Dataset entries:
· · · · ·
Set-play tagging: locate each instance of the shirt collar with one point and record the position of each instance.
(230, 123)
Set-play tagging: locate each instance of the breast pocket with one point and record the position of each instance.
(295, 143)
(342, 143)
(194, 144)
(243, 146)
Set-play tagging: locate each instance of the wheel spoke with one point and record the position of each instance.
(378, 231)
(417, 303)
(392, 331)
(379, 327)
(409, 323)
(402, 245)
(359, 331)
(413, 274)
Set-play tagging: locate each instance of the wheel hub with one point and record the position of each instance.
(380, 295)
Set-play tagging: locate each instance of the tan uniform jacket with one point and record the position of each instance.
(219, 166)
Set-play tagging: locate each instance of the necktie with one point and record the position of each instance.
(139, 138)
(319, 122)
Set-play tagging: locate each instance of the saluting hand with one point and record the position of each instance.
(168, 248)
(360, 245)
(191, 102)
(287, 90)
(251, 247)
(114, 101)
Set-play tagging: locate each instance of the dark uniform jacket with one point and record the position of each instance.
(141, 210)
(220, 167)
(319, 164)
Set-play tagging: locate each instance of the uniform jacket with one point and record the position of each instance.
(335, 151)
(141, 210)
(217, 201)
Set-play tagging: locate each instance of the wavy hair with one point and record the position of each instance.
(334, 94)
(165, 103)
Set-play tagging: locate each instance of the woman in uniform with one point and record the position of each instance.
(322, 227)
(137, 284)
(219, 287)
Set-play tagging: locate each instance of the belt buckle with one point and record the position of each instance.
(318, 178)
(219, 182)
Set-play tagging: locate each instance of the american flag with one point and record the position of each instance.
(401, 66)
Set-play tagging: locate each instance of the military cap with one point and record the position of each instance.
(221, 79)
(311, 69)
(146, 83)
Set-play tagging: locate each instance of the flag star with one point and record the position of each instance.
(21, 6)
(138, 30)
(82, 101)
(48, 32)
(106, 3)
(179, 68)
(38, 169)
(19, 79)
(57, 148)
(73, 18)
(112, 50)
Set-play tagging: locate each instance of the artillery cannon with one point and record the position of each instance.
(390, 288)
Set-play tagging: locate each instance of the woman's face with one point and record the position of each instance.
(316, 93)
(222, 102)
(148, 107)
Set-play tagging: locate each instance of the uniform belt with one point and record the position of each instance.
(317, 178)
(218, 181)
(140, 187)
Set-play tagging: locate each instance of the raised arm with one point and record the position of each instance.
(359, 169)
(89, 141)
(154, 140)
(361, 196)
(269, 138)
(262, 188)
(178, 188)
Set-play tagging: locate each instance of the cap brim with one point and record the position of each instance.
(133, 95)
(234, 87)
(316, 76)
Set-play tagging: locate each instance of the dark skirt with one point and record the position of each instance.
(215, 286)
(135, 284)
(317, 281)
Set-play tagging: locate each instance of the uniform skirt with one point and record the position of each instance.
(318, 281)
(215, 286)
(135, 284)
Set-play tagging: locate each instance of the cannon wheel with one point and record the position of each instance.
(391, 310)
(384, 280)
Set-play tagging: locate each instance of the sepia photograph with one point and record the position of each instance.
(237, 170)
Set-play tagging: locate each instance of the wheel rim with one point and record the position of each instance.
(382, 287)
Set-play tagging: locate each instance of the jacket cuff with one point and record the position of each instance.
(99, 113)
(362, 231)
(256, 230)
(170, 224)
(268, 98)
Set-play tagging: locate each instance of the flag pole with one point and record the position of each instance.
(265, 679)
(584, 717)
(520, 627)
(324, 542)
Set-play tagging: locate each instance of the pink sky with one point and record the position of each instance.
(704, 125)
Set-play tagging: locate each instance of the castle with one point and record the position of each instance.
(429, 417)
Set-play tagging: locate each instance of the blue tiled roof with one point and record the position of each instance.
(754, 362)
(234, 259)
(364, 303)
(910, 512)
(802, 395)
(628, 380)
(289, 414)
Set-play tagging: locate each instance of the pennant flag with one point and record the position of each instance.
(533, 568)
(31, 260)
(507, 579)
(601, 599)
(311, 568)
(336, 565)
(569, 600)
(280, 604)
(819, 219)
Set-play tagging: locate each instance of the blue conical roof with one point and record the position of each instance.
· · · · ·
**TASK REQUIREMENTS:** Word for word, write out every record.

**TASK ANSWER:**
Set-play tagging: locate each instance of the shirt collar with one point and record the position of each instance.
(230, 123)
Set-play tagging: locate each instance of the breast pocket with one point and record the position of each instance.
(295, 143)
(342, 143)
(194, 144)
(243, 146)
Set-play tagging: locate each instance of the wheel spoke with one point and record the position of each instance.
(378, 231)
(417, 303)
(392, 331)
(379, 327)
(409, 323)
(402, 245)
(359, 331)
(413, 274)
Set-play tagging: locate each instance of the wheel hub with one point and record the position of each instance.
(380, 295)
Set-play tagging: locate each instance of the tan uniform jacket with one point and record the position of each instance.
(219, 166)
Set-play tagging: locate each instance of the necktie with one point and record the position of each instance.
(139, 138)
(319, 122)
Set-play tagging: locate each instance of the saluting hand with one point and record the position of each instance.
(168, 248)
(360, 245)
(191, 102)
(287, 90)
(251, 247)
(114, 101)
Set-play tagging: locate each instance of the dark uniform jacket with one point and record the position of each instance.
(141, 210)
(220, 167)
(319, 164)
Set-play tagging: locate each instance of the uniform jacket with one point and record the position of each instance.
(335, 151)
(141, 210)
(217, 201)
Set-play tagging: locate each instance of the wavy hair with one point and record the position of each instance.
(334, 94)
(165, 103)
Set-play tagging: locate each instance of the woman in uniform with one point and record the position of each instance.
(322, 227)
(137, 284)
(219, 287)
Set-play tagging: locate each instance of the belt buckle with one point and record the position of each instance.
(318, 178)
(219, 182)
Set-play tagging: locate each instance of the american flag with one point and record the position of each instance.
(401, 66)
Set-play tagging: locate each instance of the military cap with one point and record the position of each instance.
(221, 79)
(311, 69)
(146, 83)
Set-play tagging: locate each instance of the flag star with one point and record the position of each instance.
(21, 6)
(138, 30)
(82, 101)
(48, 32)
(106, 3)
(179, 68)
(38, 169)
(19, 79)
(57, 148)
(73, 18)
(112, 50)
Set-play tagging: locate each instance of the artillery cannon with one point and record the position of each instance.
(390, 288)
Set-play tagging: locate each instance of the woman's face with one point and record the position of each instance.
(316, 93)
(222, 102)
(148, 107)
Set-play tagging: locate each instance of the uniform belt with one point and record the position of each instance.
(317, 178)
(218, 181)
(140, 187)
Set-play tagging: locate each instance of the raised arm with one point and record the position of each instance.
(359, 169)
(89, 141)
(154, 140)
(361, 196)
(269, 138)
(262, 188)
(178, 188)
Set-play tagging: locate each instance of the cap brim with one point and record the position of each instance.
(133, 95)
(234, 87)
(316, 76)
Set-play tagging: locate each instance of the dark skirt with one point and record the position of each instance.
(215, 286)
(135, 284)
(317, 281)
Set-play tagging: locate each instance of the uniform skirt with one point and record the position of each instance.
(318, 281)
(215, 286)
(135, 284)
Set-play tagging: locate each instance of the cannon wheel with one point and record the position of each instance.
(391, 310)
(384, 280)
Set-play tagging: locate each instance of the sepia photograph with one point and record the position of each instance.
(237, 170)
Set-play tagging: locate each instance of the wheel rim with one point and record the position of each instance.
(382, 287)
Set-play tagging: locate each instance of the jacket cuff with one point and record the position of each instance.
(99, 113)
(362, 231)
(256, 230)
(170, 224)
(268, 98)
Set-play tagging: locate each instance of the flag pole with one point and record the position of each instance.
(265, 679)
(584, 717)
(520, 627)
(324, 542)
Set-play tagging: locate each instance of the pink sky with one point and record the position of each instance.
(704, 125)
Set-play tagging: locate each instance of the castle with one point and record the position of each instance.
(429, 417)
Set-play tagging: locate each instance of the blue tiled roof with one point and record the position of each instance.
(754, 362)
(234, 259)
(364, 303)
(910, 512)
(802, 395)
(628, 380)
(289, 414)
Set-play tagging: locate each instance of the pennant flag with one point and record the position of each instance.
(533, 568)
(31, 260)
(507, 579)
(601, 599)
(311, 568)
(336, 565)
(569, 600)
(280, 604)
(819, 219)
Set-play tagging: locate each instance of the blue conical roof with one point and record the position of each instance.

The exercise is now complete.